◆ **To do**:
In the news report on the cost of caring for El Paso's uninsured, copy out word for word everything from "Harris points to" down to "to medical professions.".

◆ **Reading text**:

Health Care Check-Up: The Costs Of Caring For The Uninsured In El Paso
By ABC-7 Reporter Daniel Marin
EL PASO, Texas – It’s a combination of living in Texas and living on the border. One in three El Pasoans lives without any kind of health coverage, and it’s costing our hospitals.
A spokeswoman for Las Palmas Medical Center says that hospital spends roughly $36 million a year caring for the uninsured.
University Medical Center CEO Jim Valenti says his hospital spends about $250 million a year in “uncompensated care;” $58 million of that is covered by El Paso County property taxes.
“If we had to create a new El Paso, you would never create a community where a third of the community is uncovered,” said Valenti.
Sierra Providence Health Network President John Harris says those with insurance carry the uninsured burden in other ways, too.
“The costs of charity care end up, in one way or another, being spread across all health and related charges to patients,” Harris told ABC-7.
Sierra-Providence spends about $115 million a year covering those without benefits.
All hospital officials agreed health care reform is needed.
“We need to fix what’s wrong without destroying what’s right in the United States,” said Harris.
So what is right in the U.S. when it comes to health care?
Harris points to the quality of care in America, which he deems debatably better than that of any other western nation. Valenti says the U.S. offers a unique ray of medical specializations.
But Harris says doctors need to be protected against malpractice lawsuits. That, he says, will help build important doctor-hospital relationships and, ultimately, drive down costs.
Attracting and keeping doctors has always been a problem in El Paso, thanks to a high number of Medicaid and Medicare recipients. Valenti says whatever plan Washington comes up with, money should be used to attract young people to medical professions.
Hopefully, so they’ll stay and work in El Paso.

◆ **Supplied material**:
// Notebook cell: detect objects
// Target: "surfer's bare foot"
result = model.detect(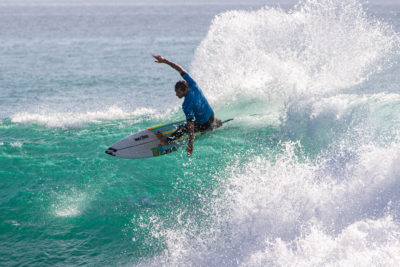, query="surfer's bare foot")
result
[156,131,168,146]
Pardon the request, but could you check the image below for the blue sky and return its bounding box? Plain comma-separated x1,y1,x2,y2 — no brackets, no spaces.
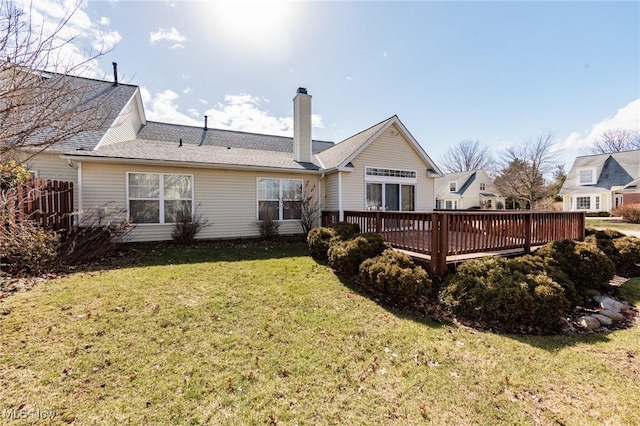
20,0,640,169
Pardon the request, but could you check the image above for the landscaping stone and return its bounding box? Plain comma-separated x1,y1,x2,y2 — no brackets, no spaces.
598,309,624,321
593,296,624,312
577,315,600,330
591,314,613,325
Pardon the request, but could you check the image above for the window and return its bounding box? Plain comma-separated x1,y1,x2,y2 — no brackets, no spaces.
576,197,591,210
365,167,418,179
127,173,193,224
578,169,595,185
366,183,416,211
258,178,302,220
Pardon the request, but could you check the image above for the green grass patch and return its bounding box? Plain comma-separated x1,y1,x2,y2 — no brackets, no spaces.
0,243,640,425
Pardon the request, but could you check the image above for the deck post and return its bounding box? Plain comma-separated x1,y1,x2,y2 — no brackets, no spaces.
523,211,533,253
431,212,449,277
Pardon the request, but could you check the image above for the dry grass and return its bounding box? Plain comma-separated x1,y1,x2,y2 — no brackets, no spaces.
0,243,640,425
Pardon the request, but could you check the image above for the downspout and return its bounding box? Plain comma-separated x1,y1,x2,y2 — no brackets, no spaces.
338,171,344,222
76,161,82,226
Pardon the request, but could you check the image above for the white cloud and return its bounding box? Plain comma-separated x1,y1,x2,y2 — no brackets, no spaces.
92,31,122,52
149,28,187,46
206,94,324,136
140,87,203,126
12,0,112,77
140,87,324,136
562,99,640,149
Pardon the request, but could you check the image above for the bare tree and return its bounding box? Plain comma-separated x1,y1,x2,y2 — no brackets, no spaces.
440,139,494,173
584,129,640,154
495,132,558,208
0,0,113,161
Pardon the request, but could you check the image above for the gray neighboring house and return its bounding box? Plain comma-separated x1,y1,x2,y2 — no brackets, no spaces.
436,169,504,210
559,150,640,212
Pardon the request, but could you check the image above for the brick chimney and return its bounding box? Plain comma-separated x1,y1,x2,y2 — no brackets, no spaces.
293,87,311,163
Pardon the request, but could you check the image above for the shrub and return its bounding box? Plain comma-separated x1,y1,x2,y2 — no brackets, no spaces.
611,204,640,223
171,205,209,244
613,236,640,271
256,214,280,241
327,233,388,277
0,221,60,274
329,222,360,240
439,258,569,331
535,240,614,295
307,227,336,260
359,249,432,303
58,205,133,265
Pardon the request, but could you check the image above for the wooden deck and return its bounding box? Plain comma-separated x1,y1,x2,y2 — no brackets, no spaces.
323,211,584,276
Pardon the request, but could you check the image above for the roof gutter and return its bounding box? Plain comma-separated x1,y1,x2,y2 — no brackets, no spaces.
60,154,324,175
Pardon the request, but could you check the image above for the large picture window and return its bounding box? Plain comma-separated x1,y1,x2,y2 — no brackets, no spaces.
127,173,193,224
258,178,302,220
576,197,591,210
367,183,416,211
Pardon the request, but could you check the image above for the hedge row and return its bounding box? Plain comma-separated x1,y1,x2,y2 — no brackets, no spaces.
307,222,432,304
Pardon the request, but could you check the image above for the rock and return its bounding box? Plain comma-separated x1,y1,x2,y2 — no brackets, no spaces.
598,309,624,321
591,314,613,325
593,296,624,312
577,315,600,330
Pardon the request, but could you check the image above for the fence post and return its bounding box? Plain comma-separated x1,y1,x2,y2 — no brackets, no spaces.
524,211,533,253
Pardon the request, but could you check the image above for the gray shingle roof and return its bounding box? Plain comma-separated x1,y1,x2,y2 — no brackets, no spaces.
560,150,640,195
67,139,319,171
137,121,334,155
27,73,137,152
318,115,396,169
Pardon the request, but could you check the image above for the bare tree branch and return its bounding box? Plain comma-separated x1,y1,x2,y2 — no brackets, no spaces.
495,132,558,208
0,0,113,160
583,129,640,154
440,139,494,173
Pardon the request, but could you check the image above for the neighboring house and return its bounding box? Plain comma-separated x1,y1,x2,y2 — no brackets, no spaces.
436,169,504,210
559,150,640,212
16,71,441,241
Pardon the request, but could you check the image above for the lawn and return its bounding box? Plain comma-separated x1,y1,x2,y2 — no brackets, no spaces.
0,242,640,425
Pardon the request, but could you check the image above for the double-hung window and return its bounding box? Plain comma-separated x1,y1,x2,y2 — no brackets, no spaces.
127,172,193,224
258,178,302,220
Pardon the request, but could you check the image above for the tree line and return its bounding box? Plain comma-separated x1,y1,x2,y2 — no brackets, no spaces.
439,129,640,209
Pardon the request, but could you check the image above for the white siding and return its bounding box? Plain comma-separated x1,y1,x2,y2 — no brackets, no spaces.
99,89,142,147
27,153,78,209
342,126,435,211
322,173,339,211
83,162,318,241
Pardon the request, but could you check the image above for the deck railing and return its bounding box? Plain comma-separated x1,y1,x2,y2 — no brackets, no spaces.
322,211,584,275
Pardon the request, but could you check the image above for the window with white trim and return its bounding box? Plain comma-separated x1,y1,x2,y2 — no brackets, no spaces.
258,178,303,220
127,172,193,224
576,197,591,210
578,168,596,185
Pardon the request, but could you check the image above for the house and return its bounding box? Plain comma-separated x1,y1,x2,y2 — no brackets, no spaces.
18,68,441,241
559,150,640,212
436,169,504,210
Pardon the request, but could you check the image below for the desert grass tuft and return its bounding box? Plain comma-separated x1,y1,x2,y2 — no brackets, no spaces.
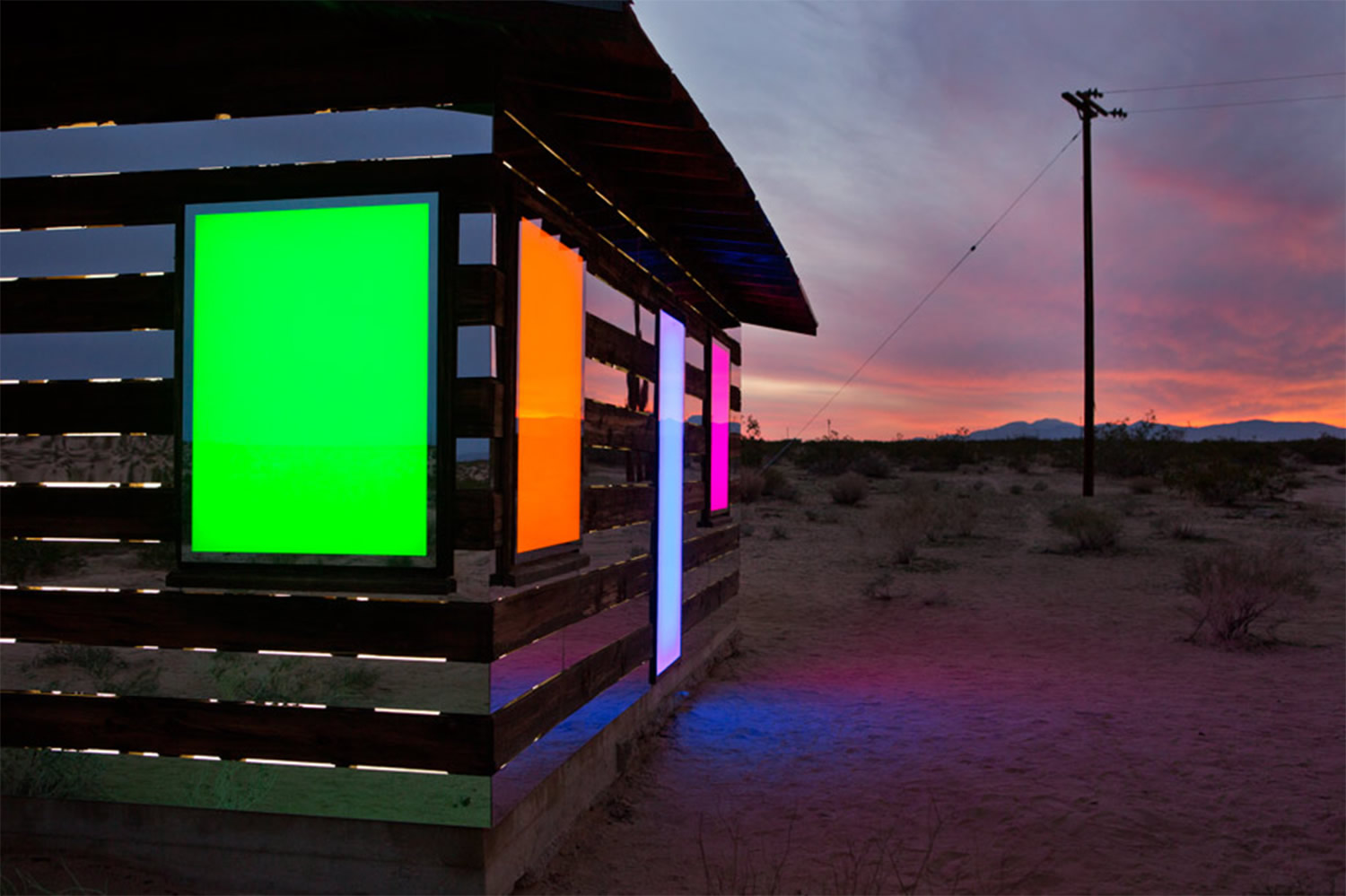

◆ **Your response**:
Harris points to the quality of care in America, which he deems debatably better than that of any other western nation. Valenti says the U.S. offers a unique ray of medical specializations.
But Harris says doctors need to be protected against malpractice lawsuits. That, he says, will help build important doctor-hospital relationships and, ultimately, drive down costs.
Attracting and keeping doctors has always been a problem in El Paso, thanks to a high number of Medicaid and Medicare recipients. Valenti says whatever plan Washington comes up with, money should be used to attract young people to medical professions.